Extracted records

=======

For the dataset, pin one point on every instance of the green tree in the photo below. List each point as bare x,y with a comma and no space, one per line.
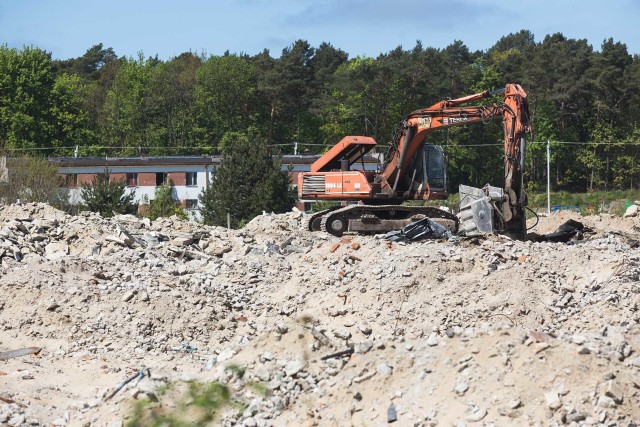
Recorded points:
107,196
249,181
32,179
224,95
126,108
163,203
70,120
26,79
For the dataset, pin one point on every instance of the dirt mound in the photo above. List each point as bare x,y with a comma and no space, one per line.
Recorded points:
303,328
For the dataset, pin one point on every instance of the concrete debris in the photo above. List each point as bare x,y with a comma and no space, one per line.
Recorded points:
307,326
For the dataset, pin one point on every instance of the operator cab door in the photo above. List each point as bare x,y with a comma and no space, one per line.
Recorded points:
427,168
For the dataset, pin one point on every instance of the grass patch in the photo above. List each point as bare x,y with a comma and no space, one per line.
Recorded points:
260,388
183,404
237,370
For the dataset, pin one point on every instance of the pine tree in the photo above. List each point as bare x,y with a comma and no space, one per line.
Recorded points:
108,197
249,181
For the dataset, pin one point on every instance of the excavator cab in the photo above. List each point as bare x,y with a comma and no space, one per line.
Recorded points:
427,173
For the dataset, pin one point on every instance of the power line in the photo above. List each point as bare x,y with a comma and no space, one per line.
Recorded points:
219,149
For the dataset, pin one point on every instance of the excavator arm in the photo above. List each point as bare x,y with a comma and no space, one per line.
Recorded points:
414,170
448,113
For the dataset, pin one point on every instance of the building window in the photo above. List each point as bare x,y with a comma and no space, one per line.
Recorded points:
71,180
132,180
161,178
192,179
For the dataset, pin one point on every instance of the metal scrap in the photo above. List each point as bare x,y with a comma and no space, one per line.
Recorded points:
6,355
139,375
418,230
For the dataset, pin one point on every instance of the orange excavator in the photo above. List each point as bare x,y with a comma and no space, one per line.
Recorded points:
415,170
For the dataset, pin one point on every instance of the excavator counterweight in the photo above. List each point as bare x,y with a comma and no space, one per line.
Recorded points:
415,170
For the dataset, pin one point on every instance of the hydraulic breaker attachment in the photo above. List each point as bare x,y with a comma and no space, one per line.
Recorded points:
482,209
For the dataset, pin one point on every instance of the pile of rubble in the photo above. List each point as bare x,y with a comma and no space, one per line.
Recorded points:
309,329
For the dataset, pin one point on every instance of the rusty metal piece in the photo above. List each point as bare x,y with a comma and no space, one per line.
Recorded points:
10,401
6,355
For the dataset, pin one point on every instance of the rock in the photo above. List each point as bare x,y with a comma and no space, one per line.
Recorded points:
362,347
392,414
514,404
342,333
615,392
432,341
384,369
461,387
56,250
128,296
632,211
17,420
294,366
476,415
553,400
225,355
606,402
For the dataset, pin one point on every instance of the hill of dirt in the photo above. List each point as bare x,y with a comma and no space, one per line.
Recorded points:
306,329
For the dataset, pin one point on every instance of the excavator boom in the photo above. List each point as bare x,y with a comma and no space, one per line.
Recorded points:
414,170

=======

= SHORT PROBLEM =
Output every line of the records above as a JSON list of strings, one string per line, skipping blank lines. Leave the pictures out.

= RESPONSE TO THIS TASK =
[
  "For the dataset, pin one point on every instance of the green tree in the photo below. List each point as bare x,y with a comma and no space, one per line.",
  "Recorded points:",
  "107,196",
  "249,181",
  "32,179",
  "224,95",
  "126,108",
  "163,203",
  "70,120",
  "26,79",
  "For the dataset, pin one point on every instance of the dirt mound in the photo above. List each point as bare x,y with a comma and no space, one per line.",
  "Recorded points:",
  "303,328",
  "For the dataset, pin one point on every instance of the concrete debris in the photo above. List each point as bare x,y with a comma and no space, one per line.",
  "Recorded points:",
  "307,326",
  "For the dataset, pin one point on every instance of the operator cab door in the photo above. List each point as bare x,y with a comma and no space, one per line.",
  "Recorded points:",
  "427,168",
  "For the dataset, pin one point on every instance of the grass patch in the photo above. List each point as bare x,y with a comma and no space, one per line.",
  "Recorded points:",
  "260,388",
  "183,404",
  "237,370",
  "For the dataset, pin one point on every instance of the pine tree in the photo above. List each point as bare x,y with a comma and no space, one per line.",
  "Recorded points:",
  "108,197",
  "249,181",
  "For the dataset, pin one point on every instance of the excavator cab in the photo above. List each point as bare x,y with a comma and no space, one per line.",
  "Recorded points:",
  "427,173",
  "For the dataset, pin one point on every instance of the power line in the photo above. List each point as bare x,y with a comma and no space, one per line.",
  "Recorded points:",
  "219,149",
  "For the dataset, pin one point on every instance of the excavator arm in the photo above. List each point as bare x,y with a comma and no space, one per line.",
  "Recorded points:",
  "414,170",
  "448,113",
  "For the dataset, pin one point on every instance of the building window in the photo above. List each point as bare x,y with a comma and no space, one per line.",
  "Recorded points:",
  "71,180",
  "132,180",
  "161,178",
  "192,179",
  "For the dataset, pin one point on every instance of the metal scrap in the photo above. List each point as bare x,y with a comma and no space, one per line.",
  "Recorded points:",
  "6,355",
  "139,375",
  "418,230",
  "For the dataset, pin one point on every instance of the orange excavator in the photo above. List each point as bare x,y with a comma and no space, one per line.",
  "Recorded points:",
  "415,170",
  "For the dataset, pin one point on every instance of the excavator counterweight in the photo above. List each point as bare x,y with a comma and no space, one per line.",
  "Recorded points:",
  "415,170",
  "For the dataset, pin one point on every instance of the hydraulic breaker attachment in the photo above. List each point as bare x,y with a comma and no space, one per line.",
  "Recorded points:",
  "482,209",
  "For the dataset, pin one point on every instance of the pile of rubble in the photo above. List each point as bare x,y with a comma and no space, one per line.",
  "Recorded points:",
  "309,329",
  "For the dataset, pin one point on every instance of the rusty metal piece in the photo above. List each point as bare x,y with a comma and no space, one per line.",
  "Recorded points:",
  "10,401",
  "6,355",
  "For the dataset, pin one point on every instance of the rock in the photo above. List each point as bare x,y with a comma and no space, one per line.",
  "Recorded points:",
  "362,347",
  "392,414",
  "514,404",
  "342,333",
  "615,392",
  "432,341",
  "384,369",
  "461,387",
  "56,250",
  "128,296",
  "632,211",
  "17,420",
  "294,366",
  "476,415",
  "553,400",
  "225,355",
  "606,402",
  "For the dataset, pin one point on every instance of the hill of dirt in the photo above. List each point as bare x,y with a comma and no space, one per line.",
  "Recorded points:",
  "306,329",
  "For the dataset, pin one point on every instance of the excavator boom in the photo above. List each point as bare x,y with a comma and no space, one per line.",
  "Recorded points:",
  "414,170"
]